QUOTED PASSAGE ::
There are some days motherhood feels impossible — even though it’s normal for life to be hard. In line with my efforts to maintain good mental health, I’m processing my thoughts and feelings about being a good Mom.
I Try to Be a Good Mom
I try to be a good Mom. I practice patience. I seek guidance from family, friends, and experts — and read the books about parenting. I keep my children safe, fed, and clothed. I show them unconditional love and teach them about the magic hidden in our world. I try really hard to be a good Mom.
But there are a lot of times I don’t feel like a good Mom. No matter what I do or have done on that particular day, I feel like I’ve failed at motherhood.
The self-doubt creeps in on the bad days. The sounds of their feelings are hard to ignore: anger, irritation, frustration, disappointment, etc. Each one feels like a direct hit on my credit as a Mom. The negativity of their mood radiates out of their tiny bodies and seeps directly into my heart. Then I start to think it’s my fault they are behaving the way that they are.

(Saved entries)
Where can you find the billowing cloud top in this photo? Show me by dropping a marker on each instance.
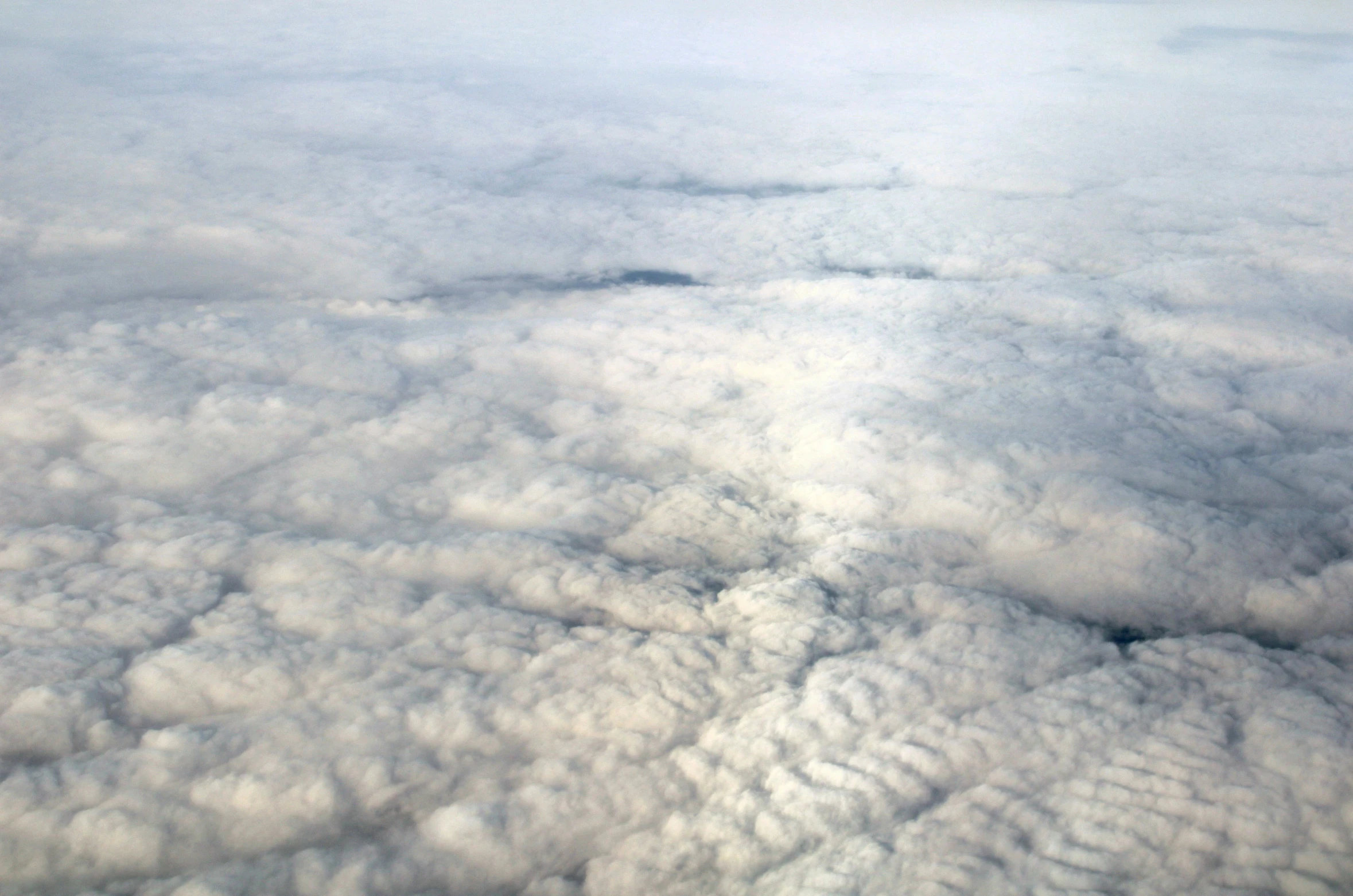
(675, 450)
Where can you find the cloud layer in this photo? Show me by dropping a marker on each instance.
(675, 451)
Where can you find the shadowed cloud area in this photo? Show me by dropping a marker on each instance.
(675, 451)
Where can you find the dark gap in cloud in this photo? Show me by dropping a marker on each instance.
(1196, 37)
(655, 278)
(907, 272)
(689, 187)
(1125, 635)
(582, 282)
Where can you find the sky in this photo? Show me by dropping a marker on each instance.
(686, 450)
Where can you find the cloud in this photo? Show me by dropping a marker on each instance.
(670, 451)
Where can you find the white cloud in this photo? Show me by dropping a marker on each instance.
(675, 450)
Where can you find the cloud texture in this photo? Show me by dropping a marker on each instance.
(675, 451)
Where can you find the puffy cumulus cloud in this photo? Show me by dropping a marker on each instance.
(675, 450)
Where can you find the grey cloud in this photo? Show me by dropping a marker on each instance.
(678, 451)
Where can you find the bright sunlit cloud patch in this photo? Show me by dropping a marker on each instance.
(675, 450)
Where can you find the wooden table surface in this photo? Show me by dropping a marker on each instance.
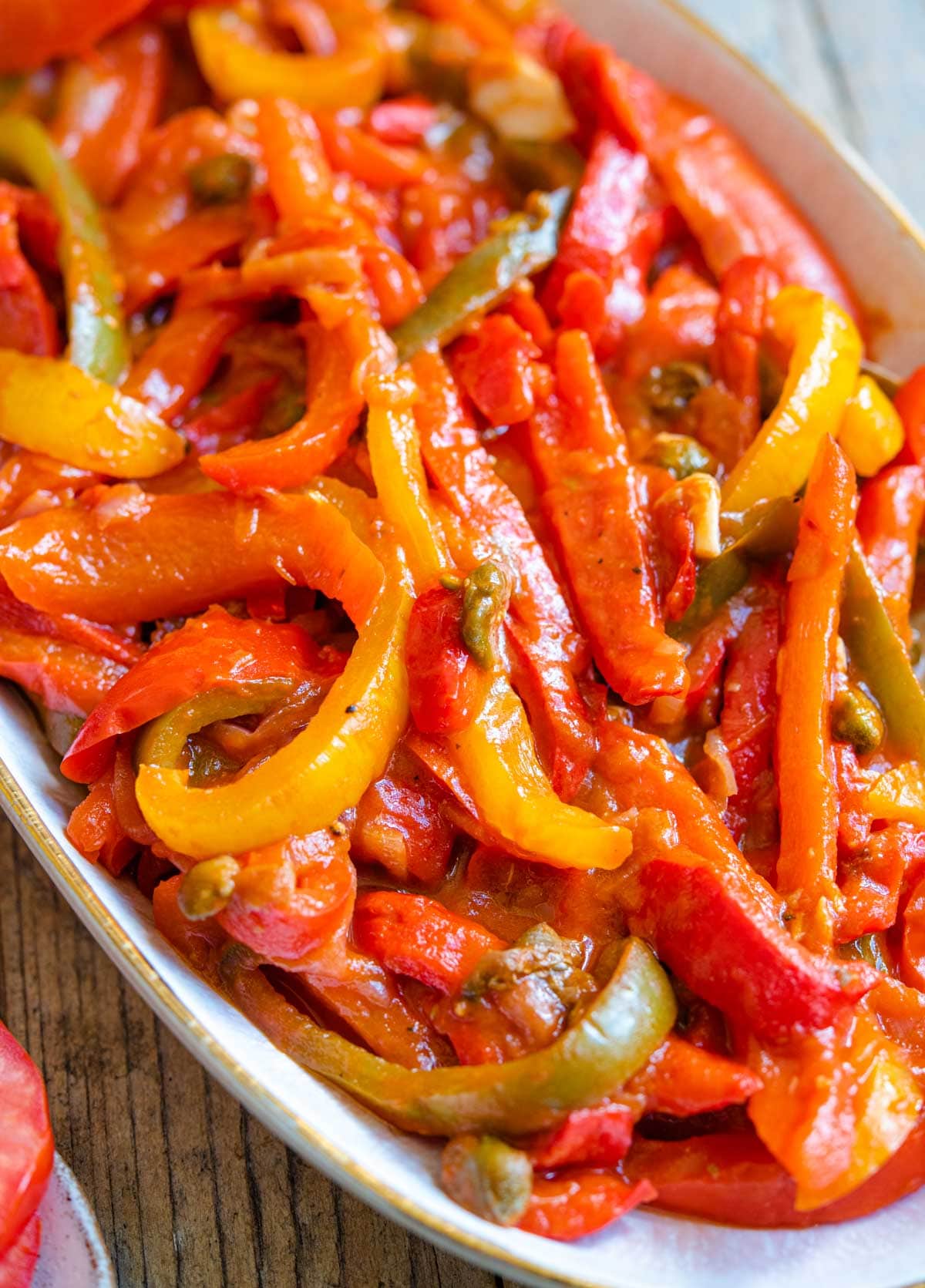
(188, 1189)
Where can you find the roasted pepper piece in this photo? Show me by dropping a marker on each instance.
(63, 412)
(616, 1034)
(97, 340)
(821, 378)
(806, 771)
(522, 244)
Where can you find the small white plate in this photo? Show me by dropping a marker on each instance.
(72, 1253)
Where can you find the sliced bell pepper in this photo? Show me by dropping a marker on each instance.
(890, 520)
(806, 771)
(728, 203)
(415, 935)
(136, 558)
(237, 65)
(215, 651)
(63, 412)
(545, 641)
(593, 504)
(107, 103)
(521, 245)
(591, 1059)
(882, 657)
(97, 339)
(821, 378)
(714, 921)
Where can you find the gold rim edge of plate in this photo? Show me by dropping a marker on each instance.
(326, 1155)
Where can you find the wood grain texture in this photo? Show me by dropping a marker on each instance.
(190, 1190)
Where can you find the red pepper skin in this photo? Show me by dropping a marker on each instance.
(580, 1203)
(545, 641)
(291, 896)
(890, 520)
(418, 937)
(445, 681)
(495, 366)
(735, 1180)
(214, 651)
(748, 705)
(27, 320)
(606, 236)
(595, 514)
(710, 917)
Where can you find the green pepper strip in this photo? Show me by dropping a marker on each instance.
(769, 530)
(98, 343)
(882, 657)
(522, 245)
(590, 1061)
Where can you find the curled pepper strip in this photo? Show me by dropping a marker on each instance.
(620, 1029)
(236, 66)
(97, 340)
(82, 422)
(821, 378)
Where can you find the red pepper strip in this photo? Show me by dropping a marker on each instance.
(445, 681)
(334, 406)
(735, 1180)
(602, 237)
(402, 120)
(96, 831)
(593, 504)
(806, 772)
(107, 103)
(910, 402)
(495, 366)
(725, 199)
(713, 920)
(580, 1203)
(380, 165)
(18, 1263)
(835, 1107)
(748, 706)
(873, 880)
(65, 677)
(291, 896)
(214, 651)
(418, 937)
(136, 558)
(27, 320)
(401, 825)
(745, 291)
(890, 520)
(182, 358)
(541, 631)
(76, 630)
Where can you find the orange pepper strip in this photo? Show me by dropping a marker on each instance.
(806, 769)
(136, 558)
(106, 105)
(593, 505)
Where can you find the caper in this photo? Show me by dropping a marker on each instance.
(207, 886)
(679, 455)
(485, 602)
(670, 388)
(220, 180)
(489, 1178)
(856, 718)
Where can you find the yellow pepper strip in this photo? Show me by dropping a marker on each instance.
(399, 470)
(900, 794)
(871, 430)
(496, 752)
(59, 410)
(821, 378)
(237, 65)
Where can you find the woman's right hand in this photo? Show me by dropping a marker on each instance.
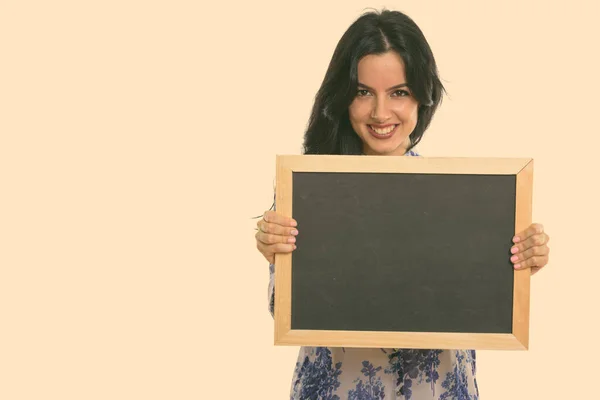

TASKS TO CARRY OUT ::
**a.** Please summarize the motherhood passage in two sentences.
**b.** According to the motherhood passage, whom does the writer seek guidance from?
**c.** Quote everything from "There are some" down to "hard to be a good Mom." in the motherhood passage.
The records play no part in this work and can be set aside.

ANSWERS BY ITEM NUMBER ::
**a.** The writer tries hard to be a good Mom by practicing patience, seeking guidance, keeping the children safe, fed, and clothed, and showing them unconditional love. Yet on bad days, self-doubt creeps in, and the children's negative moods feel like a direct hit that leads the writer to feel like a failure and to think their behavior is the writer's fault.

**b.** Family, friends, and experts.

**c.**
There are some days motherhood feels impossible — even though it’s normal for life to be hard. In line with my efforts to maintain good mental health, I’m processing my thoughts and feelings about being a good Mom.
I Try to Be a Good Mom
I try to be a good Mom. I practice patience. I seek guidance from family, friends, and experts — and read the books about parenting. I keep my children safe, fed, and clothed. I show them unconditional love and teach them about the magic hidden in our world. I try really hard to be a good Mom.